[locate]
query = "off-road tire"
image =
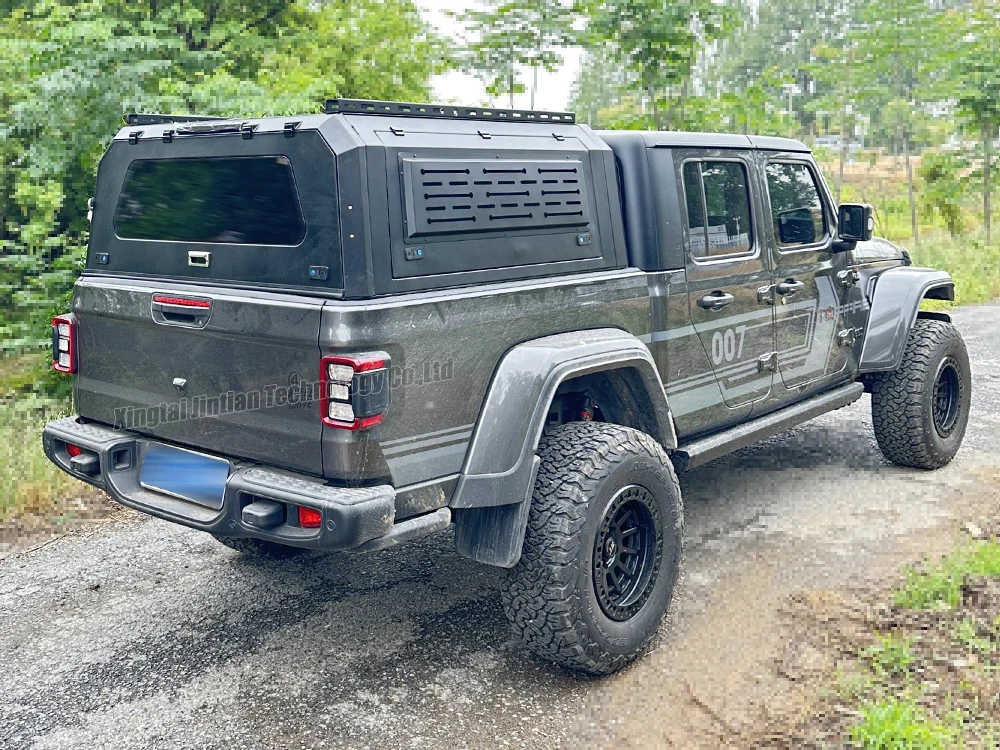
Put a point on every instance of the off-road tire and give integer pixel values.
(260, 547)
(904, 411)
(550, 596)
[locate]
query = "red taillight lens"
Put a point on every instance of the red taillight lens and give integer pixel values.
(310, 518)
(355, 390)
(64, 343)
(181, 301)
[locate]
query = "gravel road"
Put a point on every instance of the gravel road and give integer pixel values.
(140, 634)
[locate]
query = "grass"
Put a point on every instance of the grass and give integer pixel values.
(890, 655)
(974, 265)
(29, 483)
(941, 585)
(892, 724)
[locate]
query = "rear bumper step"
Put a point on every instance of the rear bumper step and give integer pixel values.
(352, 518)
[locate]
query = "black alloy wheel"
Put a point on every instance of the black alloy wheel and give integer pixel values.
(627, 552)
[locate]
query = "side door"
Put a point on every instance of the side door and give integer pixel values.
(807, 295)
(726, 266)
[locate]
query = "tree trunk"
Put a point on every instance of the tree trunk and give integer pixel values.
(534, 84)
(909, 187)
(987, 137)
(657, 115)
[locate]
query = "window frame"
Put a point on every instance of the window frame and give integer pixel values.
(709, 260)
(824, 201)
(295, 192)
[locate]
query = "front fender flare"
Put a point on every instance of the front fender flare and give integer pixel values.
(895, 302)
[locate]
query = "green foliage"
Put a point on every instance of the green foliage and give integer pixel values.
(28, 481)
(901, 725)
(969, 259)
(890, 655)
(512, 34)
(71, 70)
(944, 190)
(941, 586)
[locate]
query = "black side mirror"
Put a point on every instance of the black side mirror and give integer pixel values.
(856, 222)
(796, 227)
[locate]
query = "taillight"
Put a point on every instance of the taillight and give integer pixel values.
(355, 390)
(64, 343)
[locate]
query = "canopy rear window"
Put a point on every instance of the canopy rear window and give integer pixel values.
(248, 200)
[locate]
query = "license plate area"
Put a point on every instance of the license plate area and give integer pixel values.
(185, 474)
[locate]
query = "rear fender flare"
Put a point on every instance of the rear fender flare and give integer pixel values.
(895, 305)
(494, 490)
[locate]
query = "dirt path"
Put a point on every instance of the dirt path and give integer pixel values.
(140, 634)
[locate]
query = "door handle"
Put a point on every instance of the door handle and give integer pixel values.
(788, 288)
(716, 301)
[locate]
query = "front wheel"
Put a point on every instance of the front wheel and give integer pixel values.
(920, 410)
(602, 548)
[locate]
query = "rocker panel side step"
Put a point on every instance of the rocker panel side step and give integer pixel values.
(703, 450)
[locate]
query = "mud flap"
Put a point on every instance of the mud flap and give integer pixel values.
(494, 535)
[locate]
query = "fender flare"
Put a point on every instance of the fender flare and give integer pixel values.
(494, 490)
(895, 305)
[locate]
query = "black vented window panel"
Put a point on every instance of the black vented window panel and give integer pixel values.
(458, 196)
(249, 200)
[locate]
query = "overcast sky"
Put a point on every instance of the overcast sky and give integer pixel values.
(460, 88)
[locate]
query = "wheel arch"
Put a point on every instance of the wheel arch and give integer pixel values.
(494, 490)
(895, 305)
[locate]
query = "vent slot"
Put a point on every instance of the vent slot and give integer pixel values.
(436, 212)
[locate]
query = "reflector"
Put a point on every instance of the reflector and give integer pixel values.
(310, 518)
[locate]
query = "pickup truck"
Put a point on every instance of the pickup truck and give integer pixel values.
(347, 330)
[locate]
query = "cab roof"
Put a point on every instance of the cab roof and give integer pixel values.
(679, 139)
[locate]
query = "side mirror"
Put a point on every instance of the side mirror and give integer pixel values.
(796, 227)
(856, 222)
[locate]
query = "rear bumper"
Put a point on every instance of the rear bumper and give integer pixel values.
(351, 517)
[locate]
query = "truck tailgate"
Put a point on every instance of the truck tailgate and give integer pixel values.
(236, 378)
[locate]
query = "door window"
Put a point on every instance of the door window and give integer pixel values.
(718, 207)
(796, 208)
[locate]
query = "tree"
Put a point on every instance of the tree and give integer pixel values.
(975, 69)
(896, 51)
(659, 43)
(513, 34)
(71, 70)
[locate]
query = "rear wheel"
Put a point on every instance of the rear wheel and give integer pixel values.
(920, 410)
(602, 548)
(260, 547)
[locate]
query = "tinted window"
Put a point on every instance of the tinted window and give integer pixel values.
(796, 208)
(243, 201)
(720, 222)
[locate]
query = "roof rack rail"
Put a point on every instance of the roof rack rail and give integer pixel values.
(442, 111)
(142, 119)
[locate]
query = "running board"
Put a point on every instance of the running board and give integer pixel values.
(706, 449)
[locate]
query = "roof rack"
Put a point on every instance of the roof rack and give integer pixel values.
(442, 111)
(140, 119)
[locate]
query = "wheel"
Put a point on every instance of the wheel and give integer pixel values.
(260, 547)
(921, 409)
(602, 548)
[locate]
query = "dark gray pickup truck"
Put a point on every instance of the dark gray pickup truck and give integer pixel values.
(344, 331)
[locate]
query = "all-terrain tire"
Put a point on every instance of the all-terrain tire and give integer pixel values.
(260, 547)
(920, 410)
(588, 469)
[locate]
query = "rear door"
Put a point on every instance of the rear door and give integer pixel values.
(725, 270)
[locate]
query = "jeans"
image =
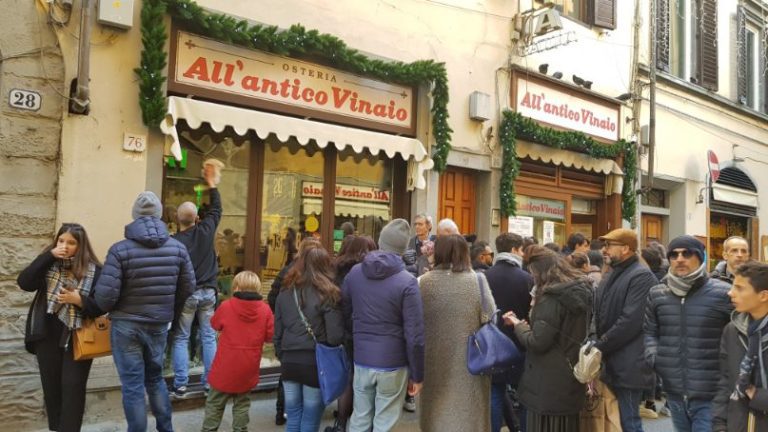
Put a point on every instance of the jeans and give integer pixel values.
(214, 410)
(690, 415)
(378, 399)
(303, 407)
(199, 305)
(138, 350)
(629, 408)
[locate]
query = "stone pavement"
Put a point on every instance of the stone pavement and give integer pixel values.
(188, 417)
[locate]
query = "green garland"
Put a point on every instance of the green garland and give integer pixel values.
(295, 42)
(514, 125)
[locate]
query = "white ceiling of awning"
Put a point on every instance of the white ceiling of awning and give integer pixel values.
(195, 113)
(347, 208)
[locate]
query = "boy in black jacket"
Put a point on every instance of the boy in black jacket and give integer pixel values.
(741, 404)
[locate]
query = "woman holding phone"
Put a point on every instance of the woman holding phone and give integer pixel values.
(67, 265)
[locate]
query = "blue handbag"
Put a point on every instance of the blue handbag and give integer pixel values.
(489, 350)
(333, 367)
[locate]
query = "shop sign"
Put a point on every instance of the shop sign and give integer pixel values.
(521, 225)
(540, 208)
(566, 110)
(347, 192)
(213, 69)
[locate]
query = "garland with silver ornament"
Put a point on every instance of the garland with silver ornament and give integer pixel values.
(295, 41)
(514, 125)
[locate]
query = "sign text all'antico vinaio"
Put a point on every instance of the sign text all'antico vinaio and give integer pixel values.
(347, 192)
(202, 62)
(566, 110)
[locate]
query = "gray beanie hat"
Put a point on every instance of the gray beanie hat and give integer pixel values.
(394, 236)
(147, 204)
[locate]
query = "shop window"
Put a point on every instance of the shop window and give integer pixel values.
(292, 201)
(363, 194)
(184, 182)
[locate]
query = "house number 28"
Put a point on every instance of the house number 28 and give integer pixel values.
(25, 99)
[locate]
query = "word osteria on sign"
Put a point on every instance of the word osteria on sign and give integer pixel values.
(567, 110)
(212, 69)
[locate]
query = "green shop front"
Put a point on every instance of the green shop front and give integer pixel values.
(305, 147)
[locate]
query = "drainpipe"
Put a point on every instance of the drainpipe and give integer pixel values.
(79, 104)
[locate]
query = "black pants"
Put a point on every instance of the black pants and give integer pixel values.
(64, 379)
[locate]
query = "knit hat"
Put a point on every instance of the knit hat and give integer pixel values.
(147, 204)
(688, 243)
(394, 236)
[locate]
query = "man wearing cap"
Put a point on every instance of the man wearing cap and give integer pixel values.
(146, 279)
(684, 320)
(619, 308)
(382, 305)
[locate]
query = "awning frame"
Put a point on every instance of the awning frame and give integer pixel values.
(242, 120)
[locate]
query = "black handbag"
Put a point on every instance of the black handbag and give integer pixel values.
(489, 350)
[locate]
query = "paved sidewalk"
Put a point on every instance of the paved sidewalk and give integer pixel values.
(188, 417)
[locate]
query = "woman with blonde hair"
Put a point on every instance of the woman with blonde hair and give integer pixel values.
(452, 399)
(66, 265)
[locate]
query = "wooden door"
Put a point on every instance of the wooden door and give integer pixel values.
(653, 229)
(457, 199)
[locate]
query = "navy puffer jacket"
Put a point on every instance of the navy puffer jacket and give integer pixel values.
(682, 336)
(147, 276)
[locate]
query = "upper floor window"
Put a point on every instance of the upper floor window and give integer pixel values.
(751, 52)
(597, 13)
(686, 40)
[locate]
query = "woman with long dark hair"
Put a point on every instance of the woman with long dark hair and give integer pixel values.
(309, 286)
(67, 264)
(352, 253)
(452, 399)
(562, 307)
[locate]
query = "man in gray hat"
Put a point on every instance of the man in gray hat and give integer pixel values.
(145, 280)
(382, 305)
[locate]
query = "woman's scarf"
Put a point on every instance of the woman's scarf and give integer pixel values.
(757, 334)
(680, 285)
(60, 275)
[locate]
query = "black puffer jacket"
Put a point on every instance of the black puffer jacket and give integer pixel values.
(619, 310)
(558, 327)
(730, 415)
(146, 277)
(293, 344)
(682, 336)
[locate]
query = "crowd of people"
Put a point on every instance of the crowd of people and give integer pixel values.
(674, 338)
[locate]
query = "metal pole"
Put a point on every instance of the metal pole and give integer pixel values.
(81, 98)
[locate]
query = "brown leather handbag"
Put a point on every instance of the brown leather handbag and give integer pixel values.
(92, 339)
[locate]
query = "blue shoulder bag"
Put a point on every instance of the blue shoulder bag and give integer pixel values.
(333, 367)
(489, 350)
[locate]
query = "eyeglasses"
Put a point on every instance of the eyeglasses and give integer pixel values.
(674, 254)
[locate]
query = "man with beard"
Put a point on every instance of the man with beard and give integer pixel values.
(683, 324)
(619, 307)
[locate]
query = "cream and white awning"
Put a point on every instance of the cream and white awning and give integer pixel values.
(614, 174)
(348, 208)
(195, 113)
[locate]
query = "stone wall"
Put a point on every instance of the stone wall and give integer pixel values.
(29, 154)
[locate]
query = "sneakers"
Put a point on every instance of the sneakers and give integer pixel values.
(410, 404)
(179, 392)
(648, 413)
(280, 418)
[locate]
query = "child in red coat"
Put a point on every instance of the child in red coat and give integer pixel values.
(245, 323)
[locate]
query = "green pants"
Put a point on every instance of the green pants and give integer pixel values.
(214, 410)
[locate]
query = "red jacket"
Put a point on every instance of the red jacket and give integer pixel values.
(245, 323)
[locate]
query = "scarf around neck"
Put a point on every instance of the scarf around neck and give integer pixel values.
(680, 285)
(60, 275)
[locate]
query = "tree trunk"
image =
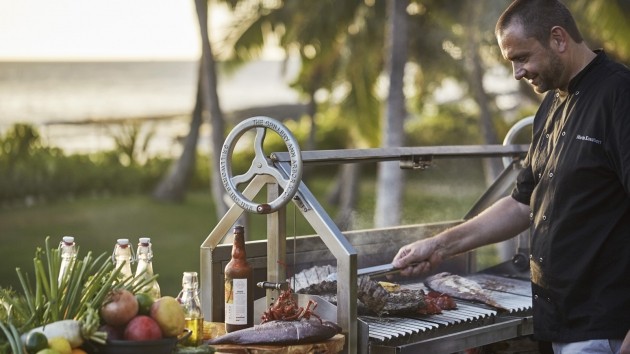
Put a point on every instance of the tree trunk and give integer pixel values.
(474, 67)
(172, 188)
(390, 176)
(211, 107)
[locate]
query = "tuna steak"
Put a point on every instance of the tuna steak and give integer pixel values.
(281, 332)
(461, 288)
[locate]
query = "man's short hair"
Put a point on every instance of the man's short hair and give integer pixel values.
(538, 17)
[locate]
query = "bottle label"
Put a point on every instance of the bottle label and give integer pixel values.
(236, 301)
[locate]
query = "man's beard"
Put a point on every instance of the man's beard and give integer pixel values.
(549, 79)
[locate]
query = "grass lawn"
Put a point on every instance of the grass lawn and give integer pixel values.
(177, 230)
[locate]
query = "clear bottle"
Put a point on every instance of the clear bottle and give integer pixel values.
(189, 298)
(144, 270)
(68, 253)
(123, 255)
(239, 290)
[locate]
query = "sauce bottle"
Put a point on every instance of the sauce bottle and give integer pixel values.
(239, 286)
(189, 299)
(68, 253)
(144, 270)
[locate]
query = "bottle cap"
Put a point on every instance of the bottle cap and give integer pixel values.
(189, 277)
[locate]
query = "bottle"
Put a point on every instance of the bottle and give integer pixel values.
(189, 298)
(123, 254)
(239, 294)
(144, 270)
(68, 253)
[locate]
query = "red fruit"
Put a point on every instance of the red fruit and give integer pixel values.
(113, 333)
(142, 328)
(119, 307)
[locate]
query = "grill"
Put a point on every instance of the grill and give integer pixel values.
(470, 325)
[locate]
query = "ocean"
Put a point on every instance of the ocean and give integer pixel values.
(73, 103)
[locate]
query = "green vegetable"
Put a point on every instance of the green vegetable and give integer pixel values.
(78, 295)
(35, 341)
(12, 336)
(75, 332)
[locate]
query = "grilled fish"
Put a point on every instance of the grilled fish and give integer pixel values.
(281, 332)
(462, 288)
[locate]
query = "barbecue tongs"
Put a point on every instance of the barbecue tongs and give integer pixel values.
(373, 272)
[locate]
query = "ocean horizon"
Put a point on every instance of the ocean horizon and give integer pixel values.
(74, 104)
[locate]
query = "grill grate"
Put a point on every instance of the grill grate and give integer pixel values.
(513, 294)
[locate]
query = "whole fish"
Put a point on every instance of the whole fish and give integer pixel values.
(281, 332)
(461, 288)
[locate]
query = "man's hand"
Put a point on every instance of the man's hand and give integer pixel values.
(422, 253)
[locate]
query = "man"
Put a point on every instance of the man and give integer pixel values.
(574, 190)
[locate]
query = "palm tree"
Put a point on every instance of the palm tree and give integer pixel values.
(207, 106)
(390, 177)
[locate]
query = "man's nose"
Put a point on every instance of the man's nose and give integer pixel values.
(519, 71)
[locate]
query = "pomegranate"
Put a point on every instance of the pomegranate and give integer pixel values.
(119, 307)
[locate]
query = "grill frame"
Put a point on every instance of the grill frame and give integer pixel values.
(267, 256)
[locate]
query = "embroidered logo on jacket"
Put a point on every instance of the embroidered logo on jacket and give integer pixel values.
(589, 139)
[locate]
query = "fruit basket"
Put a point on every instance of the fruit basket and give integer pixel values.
(159, 346)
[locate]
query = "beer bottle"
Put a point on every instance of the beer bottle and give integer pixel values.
(123, 257)
(239, 286)
(189, 299)
(68, 253)
(144, 270)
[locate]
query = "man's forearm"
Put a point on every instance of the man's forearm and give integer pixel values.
(501, 221)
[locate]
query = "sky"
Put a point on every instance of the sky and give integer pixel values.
(100, 29)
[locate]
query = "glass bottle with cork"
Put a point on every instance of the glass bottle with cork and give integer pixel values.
(123, 257)
(68, 252)
(144, 270)
(189, 299)
(239, 294)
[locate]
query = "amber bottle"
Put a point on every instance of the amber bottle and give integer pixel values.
(239, 286)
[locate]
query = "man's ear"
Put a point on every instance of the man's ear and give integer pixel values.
(558, 38)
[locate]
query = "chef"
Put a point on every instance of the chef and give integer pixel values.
(574, 190)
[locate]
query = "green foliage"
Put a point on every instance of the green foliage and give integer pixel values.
(32, 170)
(449, 126)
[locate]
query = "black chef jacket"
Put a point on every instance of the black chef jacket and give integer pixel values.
(577, 183)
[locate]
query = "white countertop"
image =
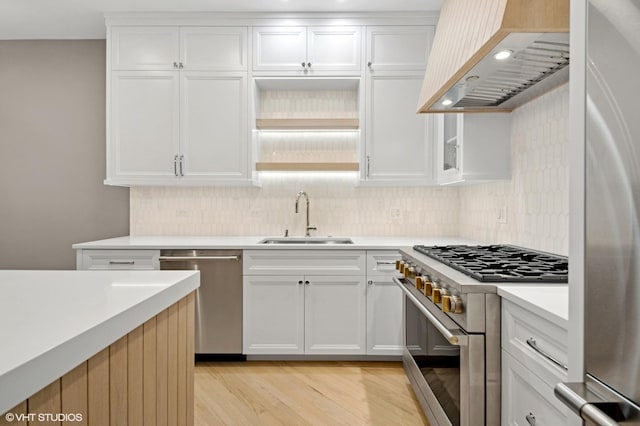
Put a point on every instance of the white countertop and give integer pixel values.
(550, 301)
(51, 321)
(252, 242)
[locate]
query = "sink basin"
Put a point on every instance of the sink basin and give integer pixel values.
(306, 240)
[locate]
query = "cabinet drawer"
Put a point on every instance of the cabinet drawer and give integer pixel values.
(120, 259)
(304, 262)
(382, 262)
(525, 394)
(520, 325)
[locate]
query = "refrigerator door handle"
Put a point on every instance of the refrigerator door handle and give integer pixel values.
(587, 404)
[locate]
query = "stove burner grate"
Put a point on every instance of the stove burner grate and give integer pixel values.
(501, 263)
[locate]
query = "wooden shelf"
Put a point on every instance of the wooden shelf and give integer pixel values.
(305, 167)
(307, 123)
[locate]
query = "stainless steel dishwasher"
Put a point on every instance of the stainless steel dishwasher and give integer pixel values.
(218, 331)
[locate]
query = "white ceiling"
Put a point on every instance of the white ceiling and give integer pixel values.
(51, 19)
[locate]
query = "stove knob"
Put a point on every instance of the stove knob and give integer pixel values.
(428, 288)
(419, 282)
(437, 295)
(446, 303)
(456, 305)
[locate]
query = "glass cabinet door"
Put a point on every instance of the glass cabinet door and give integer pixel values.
(450, 142)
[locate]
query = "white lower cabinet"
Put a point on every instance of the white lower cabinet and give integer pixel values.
(384, 304)
(532, 348)
(304, 302)
(100, 260)
(286, 314)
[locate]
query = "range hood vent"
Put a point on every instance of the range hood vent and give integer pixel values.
(463, 74)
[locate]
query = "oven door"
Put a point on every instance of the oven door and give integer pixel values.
(445, 364)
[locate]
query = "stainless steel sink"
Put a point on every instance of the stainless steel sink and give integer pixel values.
(306, 240)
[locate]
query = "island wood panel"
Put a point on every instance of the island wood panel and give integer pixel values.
(124, 383)
(469, 29)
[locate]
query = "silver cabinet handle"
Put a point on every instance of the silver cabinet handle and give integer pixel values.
####################
To be done: Please pick out every line in the listing above that contains the word "ocean" and copy each one.

Solution below:
query = "ocean"
Put a point on every instance of the ocean and give integer pixel values.
query = "ocean horizon"
Put a point on every instance of the ocean horizon and give integer pixel values.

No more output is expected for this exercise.